**Problem to work on**
Of the material below, only the lines from the line containing "Could you point out the toad's foot" down to the line containing "Could you point out the brown dried" belong in the answer, written out exactly.

**The data**
──────

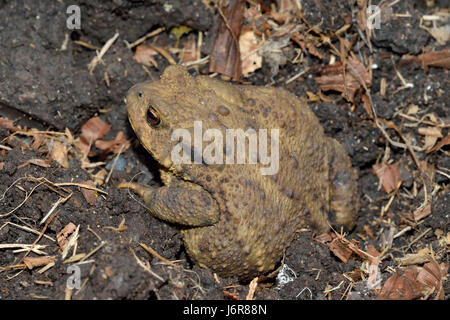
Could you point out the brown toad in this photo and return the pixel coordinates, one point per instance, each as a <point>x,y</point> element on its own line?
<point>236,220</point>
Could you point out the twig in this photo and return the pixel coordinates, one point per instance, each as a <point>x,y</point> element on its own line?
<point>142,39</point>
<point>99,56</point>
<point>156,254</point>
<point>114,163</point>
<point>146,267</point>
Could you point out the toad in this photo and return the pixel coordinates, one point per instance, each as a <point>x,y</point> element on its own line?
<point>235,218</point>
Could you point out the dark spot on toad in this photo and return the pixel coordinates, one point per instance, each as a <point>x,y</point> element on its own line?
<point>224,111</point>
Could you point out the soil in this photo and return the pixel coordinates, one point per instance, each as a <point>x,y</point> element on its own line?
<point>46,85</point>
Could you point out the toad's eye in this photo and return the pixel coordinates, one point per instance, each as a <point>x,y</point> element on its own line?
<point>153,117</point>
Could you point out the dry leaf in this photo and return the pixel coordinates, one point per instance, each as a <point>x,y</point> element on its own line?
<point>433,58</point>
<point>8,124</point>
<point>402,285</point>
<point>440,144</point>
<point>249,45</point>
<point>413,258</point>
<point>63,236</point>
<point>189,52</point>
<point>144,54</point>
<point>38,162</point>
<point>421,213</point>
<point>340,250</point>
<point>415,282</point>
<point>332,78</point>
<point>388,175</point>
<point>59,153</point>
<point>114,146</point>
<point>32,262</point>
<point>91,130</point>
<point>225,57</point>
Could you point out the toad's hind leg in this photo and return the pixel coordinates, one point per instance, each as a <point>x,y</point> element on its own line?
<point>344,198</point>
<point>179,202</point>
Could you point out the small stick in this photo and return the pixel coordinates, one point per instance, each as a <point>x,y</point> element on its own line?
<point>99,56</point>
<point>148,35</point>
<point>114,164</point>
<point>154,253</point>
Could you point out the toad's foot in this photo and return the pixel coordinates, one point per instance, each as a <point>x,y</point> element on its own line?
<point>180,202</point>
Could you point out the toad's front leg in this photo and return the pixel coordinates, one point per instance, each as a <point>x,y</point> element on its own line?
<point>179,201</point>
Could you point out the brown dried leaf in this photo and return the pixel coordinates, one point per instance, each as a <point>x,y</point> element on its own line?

──────

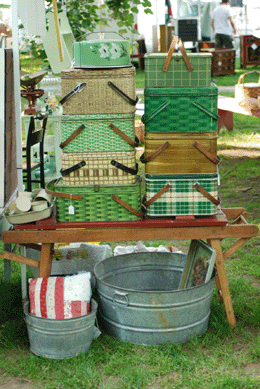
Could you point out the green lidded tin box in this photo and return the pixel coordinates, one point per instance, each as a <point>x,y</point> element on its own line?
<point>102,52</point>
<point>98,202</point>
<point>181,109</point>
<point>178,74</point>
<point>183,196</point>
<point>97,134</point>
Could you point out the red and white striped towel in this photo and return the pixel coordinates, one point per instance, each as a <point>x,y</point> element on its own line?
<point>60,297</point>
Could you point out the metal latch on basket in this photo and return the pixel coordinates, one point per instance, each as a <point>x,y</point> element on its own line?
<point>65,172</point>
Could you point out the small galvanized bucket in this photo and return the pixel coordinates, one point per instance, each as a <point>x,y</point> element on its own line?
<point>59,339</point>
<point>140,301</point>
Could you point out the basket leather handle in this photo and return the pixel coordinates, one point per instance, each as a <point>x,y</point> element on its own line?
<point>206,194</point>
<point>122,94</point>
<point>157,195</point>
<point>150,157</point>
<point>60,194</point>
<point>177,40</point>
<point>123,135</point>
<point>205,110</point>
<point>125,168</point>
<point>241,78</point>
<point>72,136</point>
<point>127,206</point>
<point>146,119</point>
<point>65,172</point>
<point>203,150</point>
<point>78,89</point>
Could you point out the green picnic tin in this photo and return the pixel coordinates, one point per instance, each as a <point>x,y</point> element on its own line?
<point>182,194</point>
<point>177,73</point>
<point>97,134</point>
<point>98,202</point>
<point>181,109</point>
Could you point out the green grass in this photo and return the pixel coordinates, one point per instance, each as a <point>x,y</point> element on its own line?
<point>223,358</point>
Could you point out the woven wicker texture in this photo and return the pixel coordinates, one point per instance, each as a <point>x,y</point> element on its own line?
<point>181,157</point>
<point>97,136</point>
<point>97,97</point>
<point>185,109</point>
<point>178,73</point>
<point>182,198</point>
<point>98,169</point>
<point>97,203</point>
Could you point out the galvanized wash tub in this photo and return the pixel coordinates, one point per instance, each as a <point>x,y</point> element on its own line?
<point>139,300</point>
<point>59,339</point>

──────

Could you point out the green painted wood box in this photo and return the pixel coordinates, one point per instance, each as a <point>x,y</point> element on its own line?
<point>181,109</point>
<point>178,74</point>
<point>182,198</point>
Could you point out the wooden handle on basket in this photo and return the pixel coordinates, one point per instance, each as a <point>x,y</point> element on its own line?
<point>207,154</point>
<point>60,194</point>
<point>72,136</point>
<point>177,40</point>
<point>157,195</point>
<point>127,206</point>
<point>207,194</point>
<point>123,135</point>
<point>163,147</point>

──────

**Exercise result**
Could you point out the toad's foot in this photo and return the pixel coordinates, one point per instance, each as a <point>x,y</point> element on its own line?
<point>180,202</point>
Could you point out the toad's front leg in this photo and return the pixel coordinates, one point per instance, each as a <point>x,y</point> element on its own line?
<point>179,201</point>
Could you point out the brown dried leaf in this photo and return the pixel coordinates, one point per instance, each as a <point>x,y</point> element on its own line?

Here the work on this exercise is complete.